→ Task: Update the data by changing "evenodd" to "nonzero" wherever it occurs, and leave every other line the same.

***** Information provided *****

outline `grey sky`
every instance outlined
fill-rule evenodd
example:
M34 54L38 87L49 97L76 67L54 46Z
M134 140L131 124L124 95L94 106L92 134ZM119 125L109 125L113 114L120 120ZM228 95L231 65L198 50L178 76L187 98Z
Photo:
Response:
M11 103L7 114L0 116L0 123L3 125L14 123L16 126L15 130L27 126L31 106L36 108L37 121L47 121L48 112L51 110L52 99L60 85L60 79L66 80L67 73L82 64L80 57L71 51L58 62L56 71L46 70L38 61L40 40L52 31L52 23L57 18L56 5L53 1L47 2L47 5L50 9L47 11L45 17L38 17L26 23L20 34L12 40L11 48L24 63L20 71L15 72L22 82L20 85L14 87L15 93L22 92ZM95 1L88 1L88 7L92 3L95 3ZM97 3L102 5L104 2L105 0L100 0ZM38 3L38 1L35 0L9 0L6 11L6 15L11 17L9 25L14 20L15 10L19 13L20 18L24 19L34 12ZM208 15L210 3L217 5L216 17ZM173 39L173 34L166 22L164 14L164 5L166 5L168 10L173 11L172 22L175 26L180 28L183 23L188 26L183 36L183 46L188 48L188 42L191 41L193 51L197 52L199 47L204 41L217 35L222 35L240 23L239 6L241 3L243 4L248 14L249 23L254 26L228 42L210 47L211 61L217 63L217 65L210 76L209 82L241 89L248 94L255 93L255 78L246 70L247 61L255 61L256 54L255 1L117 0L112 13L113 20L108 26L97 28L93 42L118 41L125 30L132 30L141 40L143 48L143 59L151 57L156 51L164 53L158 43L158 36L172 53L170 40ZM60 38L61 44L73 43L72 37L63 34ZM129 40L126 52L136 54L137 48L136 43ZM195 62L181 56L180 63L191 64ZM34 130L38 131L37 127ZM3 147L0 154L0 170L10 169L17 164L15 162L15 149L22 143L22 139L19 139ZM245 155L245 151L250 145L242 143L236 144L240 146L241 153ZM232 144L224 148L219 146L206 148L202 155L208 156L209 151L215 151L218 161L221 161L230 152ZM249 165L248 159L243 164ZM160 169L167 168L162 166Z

*****

→ Answer to the exercise:
outline `grey sky`
every instance outlined
fill-rule nonzero
example:
M34 54L38 87L49 97L76 67L54 46Z
M134 140L131 124L124 95L94 106L92 134ZM119 125L109 125L113 114L120 120ZM228 95L231 65L198 50L178 76L187 98Z
Photo:
Response:
M11 103L7 114L0 116L0 123L3 125L14 123L16 126L15 130L27 126L31 106L36 108L37 121L47 121L48 112L51 110L52 99L60 85L60 79L66 80L67 73L82 64L80 57L71 51L58 62L56 71L46 70L38 61L40 40L52 31L52 23L57 18L56 5L53 1L47 2L47 5L50 9L47 11L45 17L38 17L26 23L20 34L12 40L11 48L24 63L20 71L15 72L22 82L20 85L14 87L15 93L22 92ZM95 1L88 1L88 7L92 3L95 3ZM97 3L102 5L104 2L105 0L100 0ZM38 3L38 1L35 0L9 0L6 11L6 15L11 17L9 25L14 20L15 10L19 13L20 18L24 19L34 12ZM208 15L210 3L217 5L216 17ZM173 39L173 34L166 22L164 14L164 5L166 5L168 10L173 11L172 22L175 26L180 28L183 23L188 26L183 36L183 46L188 48L188 42L191 41L193 51L197 52L199 47L204 41L217 35L222 35L240 23L239 6L241 3L243 4L248 14L249 23L254 26L228 42L210 47L211 61L217 63L217 65L210 76L209 82L241 89L248 94L255 93L255 78L246 70L247 61L255 61L256 54L255 1L117 0L112 13L113 20L108 26L97 28L93 42L118 41L125 30L132 30L141 40L143 48L143 59L151 57L156 51L164 53L158 43L158 36L172 53L170 40ZM60 38L61 44L73 43L72 37L63 34ZM129 40L126 52L136 54L137 48L136 43ZM195 62L181 56L180 63L191 64ZM34 130L38 131L37 127ZM3 147L0 154L0 170L10 169L17 164L15 162L15 149L22 143L22 139L19 139ZM245 155L245 151L250 145L242 143L236 144L240 146L241 153ZM232 144L224 148L219 146L206 148L202 155L208 156L209 151L215 151L218 161L221 161L230 152ZM249 165L248 159L243 164ZM160 169L167 168L162 166Z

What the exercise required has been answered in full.